● WHAT YOU HAVE TO DO
Reproduce verbatim the stretch of the data below from the line containing "trace --target=narrow leaf" through the line containing "28L291 28L292 30L298", including both of those lines.

>> Begin

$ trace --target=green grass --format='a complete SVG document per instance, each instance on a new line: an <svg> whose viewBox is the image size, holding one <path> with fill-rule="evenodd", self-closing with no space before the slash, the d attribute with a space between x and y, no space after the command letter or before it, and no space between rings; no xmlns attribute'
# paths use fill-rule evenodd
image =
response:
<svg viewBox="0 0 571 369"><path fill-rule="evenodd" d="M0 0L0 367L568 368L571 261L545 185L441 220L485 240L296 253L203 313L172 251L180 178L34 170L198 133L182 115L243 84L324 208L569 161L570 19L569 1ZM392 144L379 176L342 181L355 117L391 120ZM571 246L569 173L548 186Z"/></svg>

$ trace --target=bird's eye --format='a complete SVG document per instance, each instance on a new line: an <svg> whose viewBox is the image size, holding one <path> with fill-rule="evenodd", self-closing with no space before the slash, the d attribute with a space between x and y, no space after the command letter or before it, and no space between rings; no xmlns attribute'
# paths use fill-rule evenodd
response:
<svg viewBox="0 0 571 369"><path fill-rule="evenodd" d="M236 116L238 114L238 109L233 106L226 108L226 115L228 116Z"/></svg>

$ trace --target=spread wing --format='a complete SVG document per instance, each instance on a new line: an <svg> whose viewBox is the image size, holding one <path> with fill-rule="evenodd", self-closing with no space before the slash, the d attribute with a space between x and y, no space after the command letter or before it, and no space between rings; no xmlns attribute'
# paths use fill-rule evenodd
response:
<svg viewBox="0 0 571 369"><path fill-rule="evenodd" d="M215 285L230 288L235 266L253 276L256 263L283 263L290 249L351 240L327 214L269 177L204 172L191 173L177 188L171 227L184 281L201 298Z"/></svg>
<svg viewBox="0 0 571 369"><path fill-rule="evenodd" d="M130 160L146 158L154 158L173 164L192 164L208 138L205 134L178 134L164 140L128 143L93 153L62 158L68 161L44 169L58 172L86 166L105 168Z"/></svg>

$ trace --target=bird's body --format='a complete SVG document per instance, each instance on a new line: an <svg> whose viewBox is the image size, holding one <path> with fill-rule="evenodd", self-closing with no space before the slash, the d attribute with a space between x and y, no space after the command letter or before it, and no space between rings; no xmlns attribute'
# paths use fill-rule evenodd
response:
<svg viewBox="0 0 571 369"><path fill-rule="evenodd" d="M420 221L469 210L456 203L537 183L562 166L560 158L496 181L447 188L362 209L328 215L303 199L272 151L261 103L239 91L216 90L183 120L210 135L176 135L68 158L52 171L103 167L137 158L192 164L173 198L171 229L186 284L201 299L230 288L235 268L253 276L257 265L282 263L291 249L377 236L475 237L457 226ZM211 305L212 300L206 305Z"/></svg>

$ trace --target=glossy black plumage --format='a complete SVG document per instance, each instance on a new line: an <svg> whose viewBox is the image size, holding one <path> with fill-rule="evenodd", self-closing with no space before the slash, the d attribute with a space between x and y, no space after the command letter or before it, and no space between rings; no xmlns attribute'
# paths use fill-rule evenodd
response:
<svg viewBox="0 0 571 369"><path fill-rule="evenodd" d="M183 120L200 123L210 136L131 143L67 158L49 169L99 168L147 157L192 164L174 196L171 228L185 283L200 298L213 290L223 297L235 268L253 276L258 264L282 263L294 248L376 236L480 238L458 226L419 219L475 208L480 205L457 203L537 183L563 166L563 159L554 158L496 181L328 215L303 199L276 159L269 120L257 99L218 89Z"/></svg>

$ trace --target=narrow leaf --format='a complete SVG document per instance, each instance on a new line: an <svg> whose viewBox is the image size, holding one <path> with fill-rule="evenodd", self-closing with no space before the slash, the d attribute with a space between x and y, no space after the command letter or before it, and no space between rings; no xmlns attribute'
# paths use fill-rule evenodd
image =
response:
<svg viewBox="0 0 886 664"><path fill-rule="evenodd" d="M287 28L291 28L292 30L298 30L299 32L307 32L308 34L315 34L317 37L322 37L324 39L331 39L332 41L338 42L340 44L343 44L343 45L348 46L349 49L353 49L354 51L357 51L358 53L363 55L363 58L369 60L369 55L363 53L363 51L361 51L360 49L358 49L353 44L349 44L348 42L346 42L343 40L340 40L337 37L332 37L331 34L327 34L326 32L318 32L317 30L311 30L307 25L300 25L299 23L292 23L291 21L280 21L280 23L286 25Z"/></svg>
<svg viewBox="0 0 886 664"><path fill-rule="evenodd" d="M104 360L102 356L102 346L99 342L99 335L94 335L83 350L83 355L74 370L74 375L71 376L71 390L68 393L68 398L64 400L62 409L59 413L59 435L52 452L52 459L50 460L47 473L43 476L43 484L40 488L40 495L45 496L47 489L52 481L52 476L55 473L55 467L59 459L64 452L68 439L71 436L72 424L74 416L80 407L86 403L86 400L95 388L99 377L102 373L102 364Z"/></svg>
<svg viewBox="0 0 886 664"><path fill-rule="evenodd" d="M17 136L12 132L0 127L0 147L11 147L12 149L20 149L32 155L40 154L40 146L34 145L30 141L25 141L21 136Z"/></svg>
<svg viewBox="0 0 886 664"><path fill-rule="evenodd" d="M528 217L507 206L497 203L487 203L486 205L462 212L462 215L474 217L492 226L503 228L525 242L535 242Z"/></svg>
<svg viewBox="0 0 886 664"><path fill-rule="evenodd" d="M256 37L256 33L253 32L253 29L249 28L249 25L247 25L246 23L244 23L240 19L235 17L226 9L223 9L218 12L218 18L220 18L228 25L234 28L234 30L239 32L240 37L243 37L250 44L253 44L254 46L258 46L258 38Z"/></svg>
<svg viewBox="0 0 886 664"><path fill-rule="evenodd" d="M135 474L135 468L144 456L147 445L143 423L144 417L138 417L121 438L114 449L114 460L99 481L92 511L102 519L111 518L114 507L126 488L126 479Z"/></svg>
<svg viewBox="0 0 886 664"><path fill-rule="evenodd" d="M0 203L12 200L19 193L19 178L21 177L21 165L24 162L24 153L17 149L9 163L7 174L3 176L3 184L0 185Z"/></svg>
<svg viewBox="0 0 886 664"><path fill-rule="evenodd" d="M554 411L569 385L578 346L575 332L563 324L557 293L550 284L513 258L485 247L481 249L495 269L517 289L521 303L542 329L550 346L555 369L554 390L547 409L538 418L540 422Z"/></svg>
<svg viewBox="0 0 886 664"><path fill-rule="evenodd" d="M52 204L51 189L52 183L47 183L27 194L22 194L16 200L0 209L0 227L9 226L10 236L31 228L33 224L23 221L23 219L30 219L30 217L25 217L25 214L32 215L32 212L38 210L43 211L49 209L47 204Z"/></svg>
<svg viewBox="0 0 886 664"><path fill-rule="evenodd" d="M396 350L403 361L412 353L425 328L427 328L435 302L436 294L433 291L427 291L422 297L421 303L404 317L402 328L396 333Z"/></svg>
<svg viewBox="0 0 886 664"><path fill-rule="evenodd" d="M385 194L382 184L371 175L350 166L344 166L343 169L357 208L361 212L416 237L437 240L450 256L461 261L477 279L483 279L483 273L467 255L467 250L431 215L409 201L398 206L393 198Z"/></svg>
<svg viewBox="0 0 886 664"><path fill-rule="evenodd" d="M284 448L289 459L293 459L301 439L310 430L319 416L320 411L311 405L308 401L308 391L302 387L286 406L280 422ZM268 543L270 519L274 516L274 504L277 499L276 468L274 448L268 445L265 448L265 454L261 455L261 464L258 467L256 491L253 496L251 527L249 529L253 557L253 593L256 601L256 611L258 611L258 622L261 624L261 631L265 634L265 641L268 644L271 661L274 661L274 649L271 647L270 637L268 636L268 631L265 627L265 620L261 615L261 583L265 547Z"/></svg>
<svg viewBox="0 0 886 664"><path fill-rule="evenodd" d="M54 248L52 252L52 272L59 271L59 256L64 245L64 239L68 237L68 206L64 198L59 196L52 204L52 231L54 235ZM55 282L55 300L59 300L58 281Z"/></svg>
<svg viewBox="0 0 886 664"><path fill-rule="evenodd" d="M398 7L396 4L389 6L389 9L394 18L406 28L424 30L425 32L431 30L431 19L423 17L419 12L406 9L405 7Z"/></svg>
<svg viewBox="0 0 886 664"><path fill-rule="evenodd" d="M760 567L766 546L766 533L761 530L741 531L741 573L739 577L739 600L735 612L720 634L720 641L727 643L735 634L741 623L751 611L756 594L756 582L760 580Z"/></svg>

>> End

● RESULT OF THE TASK
$ trace --target=narrow leaf --format='a complete SVG document per instance, each instance on a new line: an <svg> whose viewBox is the image size, holding one <path> with fill-rule="evenodd", self-closing with no space before the slash, the d attribute with a space between x and y, no space after the command letter or before it, and no space between rings; no xmlns attribute'
# paths use fill-rule evenodd
image =
response:
<svg viewBox="0 0 886 664"><path fill-rule="evenodd" d="M287 28L291 28L292 30L298 30L299 32L307 32L308 34L315 34L317 37L322 37L324 39L331 39L332 41L338 42L340 44L343 44L343 45L348 46L349 49L353 49L354 51L357 51L358 53L363 55L363 58L369 60L369 55L363 53L363 51L361 51L360 49L358 49L353 44L349 44L348 42L346 42L343 40L340 40L337 37L332 37L331 34L327 34L326 32L318 32L317 30L311 30L307 25L300 25L299 23L292 23L291 21L280 21L280 23L286 25Z"/></svg>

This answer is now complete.